* SOURCE PASSAGE:
◆ ◆ ◆ ◆

[DRBD-user] Machine crashed repeatedly: drbd16: Epoch set size wrong!!found=1061 reported=1060

Lars Ellenberg Lars.Ellenberg at linbit.com
Sat Oct 30 23:40:31 CEST 2004

Note: "permalinks" may not be as permanent as we would like,
direct links of old sources may well be a few messages off.


/ 2004-10-30 20:57:29 +0200
\ Andreas Hartmann:
> Hello Lars,
> 
> Lars Ellenberg schrieb:
> > / 2004-10-30 14:50:01 +0200
> > \ Andreas Hartmann:
> >> Hello Lars,
> >> 
> >> Lars Ellenberg schrieb:
> >> > / 2004-10-29 22:42:00 +0200
> >> > \ Andreas Hartmann:
> >> >> Hello!
> >> >> 
> >> >> I wrote the same problem to the lkml. This is what Marcelo said:
> >> > 
> >> > well, he said nothing.
> >> 
> >> He asked the same, which I want to know, too:
> >> Oct 29 05:30:20 FAGINTSC kernel: drbd16: Epoch set size wrong!!found=1061
> >> reported=1060
> >> 
> >> What does this mean?

◆ ◆ ◆ ◆

* DATA BELOW:
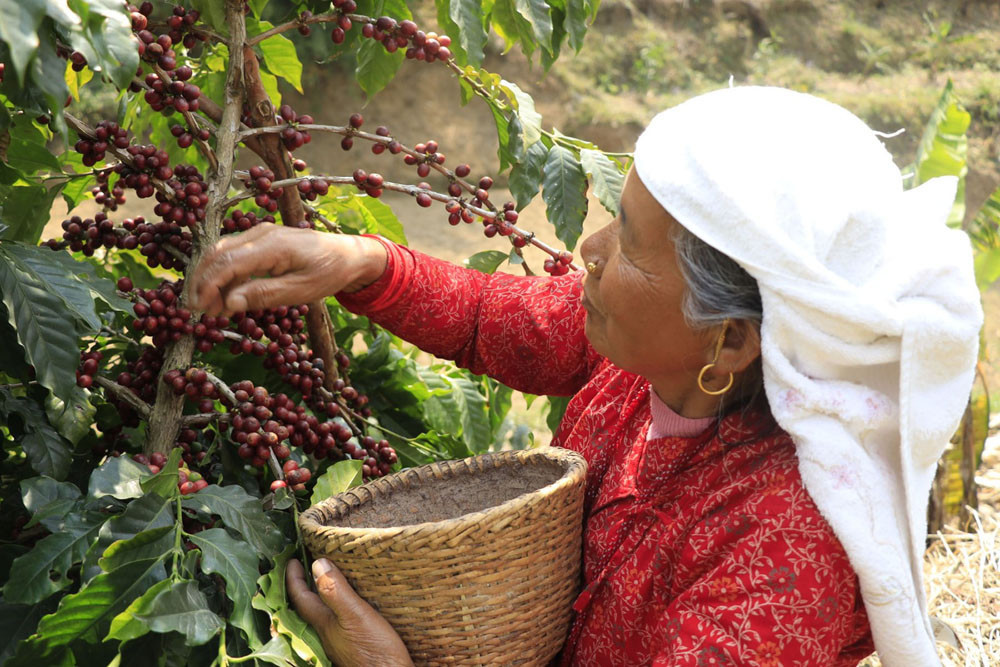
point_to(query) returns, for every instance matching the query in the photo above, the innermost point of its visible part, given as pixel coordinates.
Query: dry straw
(474, 562)
(962, 576)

◆ ◆ ◆ ◆

* INSTRUCTIONS FOR THE TASK: Please rewrite the mailing-list post starting at "[DRBD-user] Machine crashed" and ending at "few messages off.", changing "permanent" to "lasting".

* SOLUTION:
[DRBD-user] Machine crashed repeatedly: drbd16: Epoch set size wrong!!found=1061 reported=1060

Lars Ellenberg Lars.Ellenberg at linbit.com
Sat Oct 30 23:40:31 CEST 2004

Note: "permalinks" may not be as lasting as we would like,
direct links of old sources may well be a few messages off.